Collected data
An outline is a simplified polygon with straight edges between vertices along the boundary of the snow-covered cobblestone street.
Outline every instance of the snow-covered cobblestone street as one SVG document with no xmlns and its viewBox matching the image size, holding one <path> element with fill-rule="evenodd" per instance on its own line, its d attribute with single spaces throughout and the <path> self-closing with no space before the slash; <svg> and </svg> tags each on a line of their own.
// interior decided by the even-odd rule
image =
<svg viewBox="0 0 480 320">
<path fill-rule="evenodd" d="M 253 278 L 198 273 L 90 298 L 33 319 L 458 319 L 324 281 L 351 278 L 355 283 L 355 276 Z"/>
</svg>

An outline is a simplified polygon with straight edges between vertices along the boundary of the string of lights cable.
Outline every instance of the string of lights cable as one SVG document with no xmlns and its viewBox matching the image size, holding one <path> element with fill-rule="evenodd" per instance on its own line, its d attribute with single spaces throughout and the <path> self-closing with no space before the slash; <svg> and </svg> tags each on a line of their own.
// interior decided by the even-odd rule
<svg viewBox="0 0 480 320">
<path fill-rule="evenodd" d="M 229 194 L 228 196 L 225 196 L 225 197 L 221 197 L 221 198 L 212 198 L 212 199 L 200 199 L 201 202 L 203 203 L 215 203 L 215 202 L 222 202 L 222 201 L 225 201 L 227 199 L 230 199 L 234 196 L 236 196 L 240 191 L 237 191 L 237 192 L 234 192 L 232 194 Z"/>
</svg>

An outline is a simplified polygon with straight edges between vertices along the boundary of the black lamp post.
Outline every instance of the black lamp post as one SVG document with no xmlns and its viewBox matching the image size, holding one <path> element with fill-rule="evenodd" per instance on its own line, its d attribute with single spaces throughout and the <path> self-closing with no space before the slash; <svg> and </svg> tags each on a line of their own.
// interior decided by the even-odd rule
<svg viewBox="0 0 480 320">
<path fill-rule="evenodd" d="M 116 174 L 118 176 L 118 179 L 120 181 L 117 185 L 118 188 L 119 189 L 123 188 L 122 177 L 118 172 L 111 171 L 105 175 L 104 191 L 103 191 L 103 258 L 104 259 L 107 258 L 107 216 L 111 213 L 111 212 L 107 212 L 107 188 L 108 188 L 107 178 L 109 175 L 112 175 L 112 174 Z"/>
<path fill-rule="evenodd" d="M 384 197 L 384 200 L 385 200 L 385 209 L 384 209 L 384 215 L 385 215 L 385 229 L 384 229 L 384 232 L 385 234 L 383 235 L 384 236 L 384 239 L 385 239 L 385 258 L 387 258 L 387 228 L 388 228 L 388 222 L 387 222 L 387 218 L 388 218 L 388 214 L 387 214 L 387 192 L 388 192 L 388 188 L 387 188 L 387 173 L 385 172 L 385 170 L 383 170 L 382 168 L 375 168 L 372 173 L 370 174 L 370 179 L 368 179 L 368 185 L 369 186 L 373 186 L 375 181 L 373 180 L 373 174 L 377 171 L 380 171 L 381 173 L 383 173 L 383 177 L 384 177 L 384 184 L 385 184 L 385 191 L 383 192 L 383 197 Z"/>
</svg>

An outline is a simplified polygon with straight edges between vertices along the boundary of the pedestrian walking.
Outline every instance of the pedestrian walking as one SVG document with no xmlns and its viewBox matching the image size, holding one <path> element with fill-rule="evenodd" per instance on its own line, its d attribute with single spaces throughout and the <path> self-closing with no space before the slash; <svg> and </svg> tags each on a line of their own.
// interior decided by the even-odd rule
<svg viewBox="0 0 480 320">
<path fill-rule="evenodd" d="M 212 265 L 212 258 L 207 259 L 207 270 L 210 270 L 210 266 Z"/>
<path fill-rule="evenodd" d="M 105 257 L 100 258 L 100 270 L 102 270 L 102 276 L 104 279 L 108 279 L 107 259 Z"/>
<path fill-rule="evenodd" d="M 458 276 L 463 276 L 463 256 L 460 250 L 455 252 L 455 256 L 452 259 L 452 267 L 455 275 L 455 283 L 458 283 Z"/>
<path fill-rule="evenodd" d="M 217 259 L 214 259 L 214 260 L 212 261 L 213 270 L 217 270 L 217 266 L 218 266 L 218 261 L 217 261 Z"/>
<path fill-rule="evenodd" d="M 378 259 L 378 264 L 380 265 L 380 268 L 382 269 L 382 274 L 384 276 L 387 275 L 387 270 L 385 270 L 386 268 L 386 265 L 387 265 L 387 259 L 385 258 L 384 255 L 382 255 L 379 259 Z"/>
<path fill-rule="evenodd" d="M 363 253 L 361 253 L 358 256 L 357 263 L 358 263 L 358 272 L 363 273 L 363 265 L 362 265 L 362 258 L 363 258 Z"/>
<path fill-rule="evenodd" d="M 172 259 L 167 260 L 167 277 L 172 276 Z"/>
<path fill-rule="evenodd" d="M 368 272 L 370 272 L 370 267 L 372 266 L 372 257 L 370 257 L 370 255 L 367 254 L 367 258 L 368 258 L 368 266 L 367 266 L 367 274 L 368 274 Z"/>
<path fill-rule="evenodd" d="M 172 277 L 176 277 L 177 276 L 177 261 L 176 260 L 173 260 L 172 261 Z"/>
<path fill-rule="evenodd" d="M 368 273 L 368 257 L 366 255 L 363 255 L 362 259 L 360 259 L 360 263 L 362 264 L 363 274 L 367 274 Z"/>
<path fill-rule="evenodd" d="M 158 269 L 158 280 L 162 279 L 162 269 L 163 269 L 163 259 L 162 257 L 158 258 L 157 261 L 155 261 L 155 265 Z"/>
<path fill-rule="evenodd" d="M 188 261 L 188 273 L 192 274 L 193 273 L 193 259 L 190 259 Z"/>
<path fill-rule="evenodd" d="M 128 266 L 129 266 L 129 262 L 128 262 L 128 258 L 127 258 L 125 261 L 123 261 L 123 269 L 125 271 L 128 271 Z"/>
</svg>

_ABOUT THIS TASK_: Write the entries above out again, unchanged and complete.

_EXPECTED OUTPUT_:
An outline is a simplified polygon with straight edges between vertices along the boundary of the snow-covered cobblestone street.
Outline every instance of the snow-covered cobblestone street as one SVG document with no xmlns and its viewBox matching the image size, holding one <path> element with fill-rule="evenodd" per instance on its own line, its d attribute with single spaces throughout and the <path> self-closing with no space before the slash; <svg> and </svg> tags each on a line of their own.
// interior decided by the even-odd rule
image =
<svg viewBox="0 0 480 320">
<path fill-rule="evenodd" d="M 253 278 L 198 273 L 90 298 L 33 319 L 458 319 L 324 281 L 351 278 L 355 283 L 355 276 Z"/>
</svg>

An outline is a simplified polygon with straight edges between vertices along the boundary of the string of lights cable.
Outline every instance of the string of lights cable as one SVG document with no xmlns and its viewBox matching the image size, holding one <path> element with fill-rule="evenodd" per instance on its own line, its d attribute with single spaces throughout and the <path> self-closing with no space before the slash; <svg> and </svg> tags each on a line of their own.
// interior decided by the even-odd rule
<svg viewBox="0 0 480 320">
<path fill-rule="evenodd" d="M 229 194 L 228 196 L 225 196 L 225 197 L 221 197 L 221 198 L 212 198 L 212 199 L 200 199 L 201 202 L 203 203 L 215 203 L 215 202 L 222 202 L 222 201 L 225 201 L 227 199 L 230 199 L 234 196 L 236 196 L 240 191 L 237 191 L 237 192 L 234 192 L 232 194 Z"/>
</svg>

An outline is a simplified polygon with straight edges between vertices along the boundary of the black lamp post.
Outline every instance of the black lamp post as one SVG document with no xmlns and its viewBox matching the image size, holding one <path> element with fill-rule="evenodd" per instance on its own line, its d attribute with single spaces throughout and the <path> self-closing with no space before the slash; <svg> and </svg> tags each on a line of their own.
// interior decided by the even-odd rule
<svg viewBox="0 0 480 320">
<path fill-rule="evenodd" d="M 116 174 L 118 176 L 118 179 L 120 181 L 117 185 L 118 188 L 119 189 L 123 188 L 122 177 L 118 172 L 111 171 L 105 175 L 104 191 L 103 191 L 103 258 L 104 259 L 107 258 L 107 216 L 111 213 L 111 212 L 107 212 L 107 188 L 108 188 L 107 178 L 109 175 L 112 175 L 112 174 Z"/>
<path fill-rule="evenodd" d="M 384 197 L 384 200 L 385 200 L 385 209 L 384 209 L 384 215 L 385 215 L 385 229 L 384 229 L 384 232 L 385 234 L 383 235 L 384 236 L 384 239 L 385 239 L 385 258 L 387 258 L 387 228 L 388 228 L 388 222 L 387 222 L 387 218 L 388 218 L 388 214 L 387 214 L 387 192 L 388 192 L 388 188 L 387 188 L 387 173 L 385 172 L 385 170 L 383 170 L 382 168 L 375 168 L 372 173 L 370 174 L 370 179 L 368 179 L 368 185 L 369 186 L 373 186 L 375 181 L 373 180 L 373 174 L 377 171 L 380 171 L 381 173 L 383 173 L 383 177 L 384 177 L 384 184 L 385 184 L 385 191 L 383 192 L 383 197 Z"/>
</svg>

An outline is a simplified polygon with straight edges between vertices along the boundary of the pedestrian walking.
Outline every instance of the pedestrian walking as one SVG document with no xmlns and its viewBox matching the image size, holding one <path> element with fill-rule="evenodd" per instance on its own line, its d attribute with single spaces throughout and the <path> self-closing with no space before the slash; <svg> and </svg> tags each on a line of their own.
// interior decided by the even-odd rule
<svg viewBox="0 0 480 320">
<path fill-rule="evenodd" d="M 212 265 L 212 258 L 207 259 L 207 270 L 210 270 L 210 266 Z"/>
<path fill-rule="evenodd" d="M 105 257 L 100 258 L 100 270 L 102 270 L 102 276 L 104 279 L 108 279 L 107 259 Z"/>
<path fill-rule="evenodd" d="M 458 276 L 463 276 L 463 256 L 460 250 L 455 252 L 455 256 L 452 259 L 452 267 L 455 275 L 455 283 L 458 283 Z"/>
<path fill-rule="evenodd" d="M 217 259 L 214 259 L 214 260 L 212 261 L 213 270 L 217 270 L 217 266 L 218 266 L 218 261 L 217 261 Z"/>
<path fill-rule="evenodd" d="M 378 259 L 378 264 L 380 265 L 380 268 L 382 269 L 382 274 L 384 276 L 387 275 L 387 270 L 385 270 L 386 268 L 386 265 L 387 265 L 387 259 L 385 258 L 384 255 L 382 255 L 379 259 Z"/>
<path fill-rule="evenodd" d="M 363 253 L 361 253 L 358 256 L 357 263 L 358 263 L 358 272 L 363 273 L 363 265 L 362 265 L 362 258 L 363 258 Z"/>
<path fill-rule="evenodd" d="M 172 259 L 167 260 L 167 277 L 172 276 Z"/>
<path fill-rule="evenodd" d="M 368 272 L 370 272 L 370 267 L 372 266 L 372 257 L 370 257 L 370 255 L 367 254 L 367 258 L 368 258 L 368 266 L 367 266 L 367 274 L 368 274 Z"/>
<path fill-rule="evenodd" d="M 172 277 L 176 277 L 177 276 L 177 261 L 176 260 L 173 260 L 172 261 Z"/>
<path fill-rule="evenodd" d="M 368 273 L 368 257 L 366 255 L 363 255 L 362 259 L 360 259 L 360 263 L 362 264 L 363 274 L 367 274 Z"/>
<path fill-rule="evenodd" d="M 158 269 L 158 280 L 162 279 L 162 269 L 163 269 L 163 259 L 162 257 L 158 258 L 157 261 L 155 261 L 155 265 Z"/>
<path fill-rule="evenodd" d="M 188 261 L 188 273 L 192 274 L 193 273 L 193 259 L 190 259 Z"/>
<path fill-rule="evenodd" d="M 128 266 L 129 266 L 129 262 L 128 262 L 128 258 L 127 258 L 125 261 L 123 261 L 123 269 L 125 271 L 128 271 Z"/>
</svg>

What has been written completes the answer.